» **Records to use**
* Begin *

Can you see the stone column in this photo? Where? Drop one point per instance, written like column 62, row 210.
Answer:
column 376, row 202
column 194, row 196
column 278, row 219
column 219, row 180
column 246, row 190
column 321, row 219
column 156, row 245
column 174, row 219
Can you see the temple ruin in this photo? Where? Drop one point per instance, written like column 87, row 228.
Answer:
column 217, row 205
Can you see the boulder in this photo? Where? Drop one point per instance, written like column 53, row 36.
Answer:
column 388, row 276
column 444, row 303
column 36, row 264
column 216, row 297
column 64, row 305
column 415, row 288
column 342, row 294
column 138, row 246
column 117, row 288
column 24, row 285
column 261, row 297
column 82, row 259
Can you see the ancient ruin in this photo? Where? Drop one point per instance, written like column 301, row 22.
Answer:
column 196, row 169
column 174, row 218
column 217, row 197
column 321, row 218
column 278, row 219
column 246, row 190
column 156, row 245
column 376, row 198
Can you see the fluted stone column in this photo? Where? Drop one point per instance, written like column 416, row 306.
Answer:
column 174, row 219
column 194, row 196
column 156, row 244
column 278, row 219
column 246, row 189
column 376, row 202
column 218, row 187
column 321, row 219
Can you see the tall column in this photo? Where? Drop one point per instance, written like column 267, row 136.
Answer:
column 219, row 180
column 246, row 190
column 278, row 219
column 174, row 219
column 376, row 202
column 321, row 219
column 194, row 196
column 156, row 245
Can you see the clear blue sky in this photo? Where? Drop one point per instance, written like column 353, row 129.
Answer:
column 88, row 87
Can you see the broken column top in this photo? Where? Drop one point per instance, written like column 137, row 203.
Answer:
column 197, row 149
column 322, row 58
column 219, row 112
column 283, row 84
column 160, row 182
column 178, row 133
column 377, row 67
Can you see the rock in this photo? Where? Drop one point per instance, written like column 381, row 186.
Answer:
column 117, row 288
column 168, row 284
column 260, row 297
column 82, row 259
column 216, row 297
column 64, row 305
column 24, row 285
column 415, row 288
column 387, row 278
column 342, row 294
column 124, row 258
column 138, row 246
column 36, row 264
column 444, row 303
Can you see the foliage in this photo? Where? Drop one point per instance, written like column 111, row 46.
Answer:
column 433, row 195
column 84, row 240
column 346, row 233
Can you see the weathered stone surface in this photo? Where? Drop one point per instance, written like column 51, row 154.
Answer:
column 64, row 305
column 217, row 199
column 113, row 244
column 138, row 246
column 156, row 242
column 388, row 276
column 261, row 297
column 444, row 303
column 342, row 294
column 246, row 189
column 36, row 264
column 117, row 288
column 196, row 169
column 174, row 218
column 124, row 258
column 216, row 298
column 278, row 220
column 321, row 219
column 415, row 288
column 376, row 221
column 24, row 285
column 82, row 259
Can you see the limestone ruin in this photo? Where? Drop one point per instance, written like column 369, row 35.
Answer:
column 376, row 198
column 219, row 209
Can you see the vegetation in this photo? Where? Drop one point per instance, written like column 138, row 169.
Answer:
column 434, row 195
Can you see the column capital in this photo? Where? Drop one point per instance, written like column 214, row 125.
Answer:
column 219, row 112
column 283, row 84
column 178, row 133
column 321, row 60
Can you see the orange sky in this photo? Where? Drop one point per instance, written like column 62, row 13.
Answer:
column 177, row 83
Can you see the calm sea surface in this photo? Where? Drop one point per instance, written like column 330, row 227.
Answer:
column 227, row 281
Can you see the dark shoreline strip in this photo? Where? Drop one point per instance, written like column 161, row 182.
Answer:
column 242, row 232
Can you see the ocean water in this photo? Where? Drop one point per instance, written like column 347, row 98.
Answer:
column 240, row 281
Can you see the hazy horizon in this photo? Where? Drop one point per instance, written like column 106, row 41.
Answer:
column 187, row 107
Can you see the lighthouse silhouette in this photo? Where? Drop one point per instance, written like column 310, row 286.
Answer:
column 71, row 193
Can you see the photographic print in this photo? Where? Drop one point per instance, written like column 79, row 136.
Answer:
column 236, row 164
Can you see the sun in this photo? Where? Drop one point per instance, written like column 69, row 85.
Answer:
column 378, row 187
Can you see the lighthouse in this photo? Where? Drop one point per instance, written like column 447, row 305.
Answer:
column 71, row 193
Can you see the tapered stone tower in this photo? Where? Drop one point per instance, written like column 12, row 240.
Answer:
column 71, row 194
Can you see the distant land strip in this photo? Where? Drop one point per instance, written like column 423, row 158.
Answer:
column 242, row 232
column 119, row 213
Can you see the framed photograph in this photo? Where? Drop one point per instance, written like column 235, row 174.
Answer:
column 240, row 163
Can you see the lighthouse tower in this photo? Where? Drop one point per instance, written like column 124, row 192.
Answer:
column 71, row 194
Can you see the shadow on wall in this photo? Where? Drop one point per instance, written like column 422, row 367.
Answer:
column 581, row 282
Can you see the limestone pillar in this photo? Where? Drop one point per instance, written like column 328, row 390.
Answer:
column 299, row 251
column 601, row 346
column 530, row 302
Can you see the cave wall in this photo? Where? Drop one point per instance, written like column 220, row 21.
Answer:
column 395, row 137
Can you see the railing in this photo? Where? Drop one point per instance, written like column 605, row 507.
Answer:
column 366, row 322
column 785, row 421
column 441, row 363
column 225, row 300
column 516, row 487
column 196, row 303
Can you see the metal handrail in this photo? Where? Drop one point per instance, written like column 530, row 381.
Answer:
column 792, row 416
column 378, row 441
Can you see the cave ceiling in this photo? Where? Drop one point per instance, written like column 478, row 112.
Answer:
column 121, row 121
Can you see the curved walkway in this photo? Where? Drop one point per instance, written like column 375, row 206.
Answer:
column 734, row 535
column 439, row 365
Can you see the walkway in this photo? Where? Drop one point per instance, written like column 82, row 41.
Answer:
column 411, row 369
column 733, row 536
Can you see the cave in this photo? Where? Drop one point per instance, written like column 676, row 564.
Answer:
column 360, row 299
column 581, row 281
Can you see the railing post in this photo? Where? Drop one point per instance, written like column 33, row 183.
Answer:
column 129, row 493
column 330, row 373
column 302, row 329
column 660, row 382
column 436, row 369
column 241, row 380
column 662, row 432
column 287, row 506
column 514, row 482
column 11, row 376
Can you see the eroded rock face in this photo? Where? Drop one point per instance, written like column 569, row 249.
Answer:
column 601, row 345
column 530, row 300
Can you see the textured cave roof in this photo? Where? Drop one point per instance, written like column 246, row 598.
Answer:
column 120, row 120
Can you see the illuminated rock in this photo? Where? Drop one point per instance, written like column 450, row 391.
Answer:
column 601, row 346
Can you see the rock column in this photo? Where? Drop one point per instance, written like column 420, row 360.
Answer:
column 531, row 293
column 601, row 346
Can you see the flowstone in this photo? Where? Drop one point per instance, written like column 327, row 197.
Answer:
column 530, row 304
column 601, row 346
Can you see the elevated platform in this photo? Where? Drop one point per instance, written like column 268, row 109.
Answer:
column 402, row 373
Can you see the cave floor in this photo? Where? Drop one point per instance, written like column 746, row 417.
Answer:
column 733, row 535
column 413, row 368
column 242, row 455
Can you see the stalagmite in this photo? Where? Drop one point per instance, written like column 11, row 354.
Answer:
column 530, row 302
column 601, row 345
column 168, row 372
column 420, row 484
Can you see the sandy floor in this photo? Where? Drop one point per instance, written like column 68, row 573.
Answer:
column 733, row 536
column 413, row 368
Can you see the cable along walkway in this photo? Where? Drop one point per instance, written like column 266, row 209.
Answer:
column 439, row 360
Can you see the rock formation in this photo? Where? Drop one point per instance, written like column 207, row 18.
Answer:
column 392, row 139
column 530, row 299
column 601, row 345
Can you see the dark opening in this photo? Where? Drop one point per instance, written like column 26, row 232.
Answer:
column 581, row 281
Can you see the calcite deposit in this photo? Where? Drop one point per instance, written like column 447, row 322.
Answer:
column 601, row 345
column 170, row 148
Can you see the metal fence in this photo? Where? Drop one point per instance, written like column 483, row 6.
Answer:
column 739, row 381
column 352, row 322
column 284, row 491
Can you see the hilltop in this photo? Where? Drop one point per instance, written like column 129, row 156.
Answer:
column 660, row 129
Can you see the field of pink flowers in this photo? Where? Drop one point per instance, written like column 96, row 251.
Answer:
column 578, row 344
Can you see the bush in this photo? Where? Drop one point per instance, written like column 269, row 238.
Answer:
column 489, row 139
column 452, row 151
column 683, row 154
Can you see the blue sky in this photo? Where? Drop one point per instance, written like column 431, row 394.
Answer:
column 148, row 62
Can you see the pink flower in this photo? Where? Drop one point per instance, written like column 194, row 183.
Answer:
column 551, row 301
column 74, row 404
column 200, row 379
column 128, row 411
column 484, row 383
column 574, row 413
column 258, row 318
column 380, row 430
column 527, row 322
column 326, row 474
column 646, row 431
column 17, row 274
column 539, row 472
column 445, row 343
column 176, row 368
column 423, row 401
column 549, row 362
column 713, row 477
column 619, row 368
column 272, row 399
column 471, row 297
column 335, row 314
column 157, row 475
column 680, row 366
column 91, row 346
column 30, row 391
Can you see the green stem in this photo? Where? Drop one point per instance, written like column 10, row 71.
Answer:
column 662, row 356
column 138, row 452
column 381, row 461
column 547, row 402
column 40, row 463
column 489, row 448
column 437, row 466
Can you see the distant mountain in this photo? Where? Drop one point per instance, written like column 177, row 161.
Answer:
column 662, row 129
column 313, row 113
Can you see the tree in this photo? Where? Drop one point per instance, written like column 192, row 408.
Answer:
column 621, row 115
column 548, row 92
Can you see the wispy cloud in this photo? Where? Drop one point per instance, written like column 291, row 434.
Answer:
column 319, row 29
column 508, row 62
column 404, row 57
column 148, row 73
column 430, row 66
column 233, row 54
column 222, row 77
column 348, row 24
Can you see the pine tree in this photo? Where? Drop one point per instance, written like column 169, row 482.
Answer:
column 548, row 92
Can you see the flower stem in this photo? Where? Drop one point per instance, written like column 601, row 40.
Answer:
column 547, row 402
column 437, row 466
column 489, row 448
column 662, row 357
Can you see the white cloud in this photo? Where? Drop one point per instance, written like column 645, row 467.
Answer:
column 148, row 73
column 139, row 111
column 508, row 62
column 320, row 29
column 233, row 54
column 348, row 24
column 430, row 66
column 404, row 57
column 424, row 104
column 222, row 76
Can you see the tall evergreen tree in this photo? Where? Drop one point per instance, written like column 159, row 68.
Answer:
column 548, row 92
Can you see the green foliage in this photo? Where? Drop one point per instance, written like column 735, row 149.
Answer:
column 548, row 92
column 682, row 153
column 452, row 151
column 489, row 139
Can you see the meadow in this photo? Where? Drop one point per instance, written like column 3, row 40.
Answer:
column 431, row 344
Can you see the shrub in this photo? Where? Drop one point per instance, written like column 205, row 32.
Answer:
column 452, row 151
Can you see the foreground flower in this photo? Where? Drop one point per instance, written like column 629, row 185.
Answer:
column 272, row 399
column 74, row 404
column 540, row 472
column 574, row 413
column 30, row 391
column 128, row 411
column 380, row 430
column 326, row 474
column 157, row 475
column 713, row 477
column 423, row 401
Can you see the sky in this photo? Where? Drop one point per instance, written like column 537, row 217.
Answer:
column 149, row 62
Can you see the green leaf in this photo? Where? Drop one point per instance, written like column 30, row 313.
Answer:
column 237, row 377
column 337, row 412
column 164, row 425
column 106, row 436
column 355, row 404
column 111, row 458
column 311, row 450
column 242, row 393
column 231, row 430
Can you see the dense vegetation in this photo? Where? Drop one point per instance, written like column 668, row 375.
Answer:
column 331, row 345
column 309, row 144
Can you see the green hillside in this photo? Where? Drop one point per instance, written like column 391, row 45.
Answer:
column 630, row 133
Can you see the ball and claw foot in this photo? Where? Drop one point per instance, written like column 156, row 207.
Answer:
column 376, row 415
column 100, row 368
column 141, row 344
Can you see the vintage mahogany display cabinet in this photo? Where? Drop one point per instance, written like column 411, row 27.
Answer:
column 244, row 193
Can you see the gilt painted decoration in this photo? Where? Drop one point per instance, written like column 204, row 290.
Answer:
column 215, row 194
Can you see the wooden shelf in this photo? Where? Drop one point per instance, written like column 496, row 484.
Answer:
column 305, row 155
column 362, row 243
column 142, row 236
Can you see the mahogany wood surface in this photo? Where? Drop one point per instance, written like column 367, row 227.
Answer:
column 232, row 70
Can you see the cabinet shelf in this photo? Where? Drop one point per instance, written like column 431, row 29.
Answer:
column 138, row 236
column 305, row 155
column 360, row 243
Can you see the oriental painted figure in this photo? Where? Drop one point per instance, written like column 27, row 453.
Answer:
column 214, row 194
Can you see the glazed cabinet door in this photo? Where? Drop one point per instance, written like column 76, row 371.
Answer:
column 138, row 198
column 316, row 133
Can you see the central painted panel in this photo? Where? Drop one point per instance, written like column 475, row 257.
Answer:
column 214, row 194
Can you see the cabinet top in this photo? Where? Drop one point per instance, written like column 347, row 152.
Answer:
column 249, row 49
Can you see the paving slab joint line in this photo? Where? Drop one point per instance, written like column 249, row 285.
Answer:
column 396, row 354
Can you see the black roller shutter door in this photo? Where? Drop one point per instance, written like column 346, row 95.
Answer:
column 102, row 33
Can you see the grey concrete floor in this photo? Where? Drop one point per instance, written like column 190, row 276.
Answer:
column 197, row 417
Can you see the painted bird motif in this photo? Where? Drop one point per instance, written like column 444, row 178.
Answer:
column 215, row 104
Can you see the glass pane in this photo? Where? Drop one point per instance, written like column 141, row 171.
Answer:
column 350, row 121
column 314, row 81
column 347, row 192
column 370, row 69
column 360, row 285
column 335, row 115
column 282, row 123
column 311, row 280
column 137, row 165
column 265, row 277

* End *

» **Written task**
Please lay out the lines of the listing above as a numbered list, starting with the line that contains "Can you see the glass" and going on through the final line of the listing. Leave out any blank lines.

» **Output below**
1. Can you see the glass pane in this photo? Where? Drop one point per instance, written like column 141, row 171.
2. Answer:
3. column 350, row 121
4. column 314, row 81
5. column 347, row 192
6. column 370, row 69
7. column 360, row 285
8. column 335, row 115
9. column 282, row 123
10. column 311, row 280
11. column 137, row 165
12. column 265, row 277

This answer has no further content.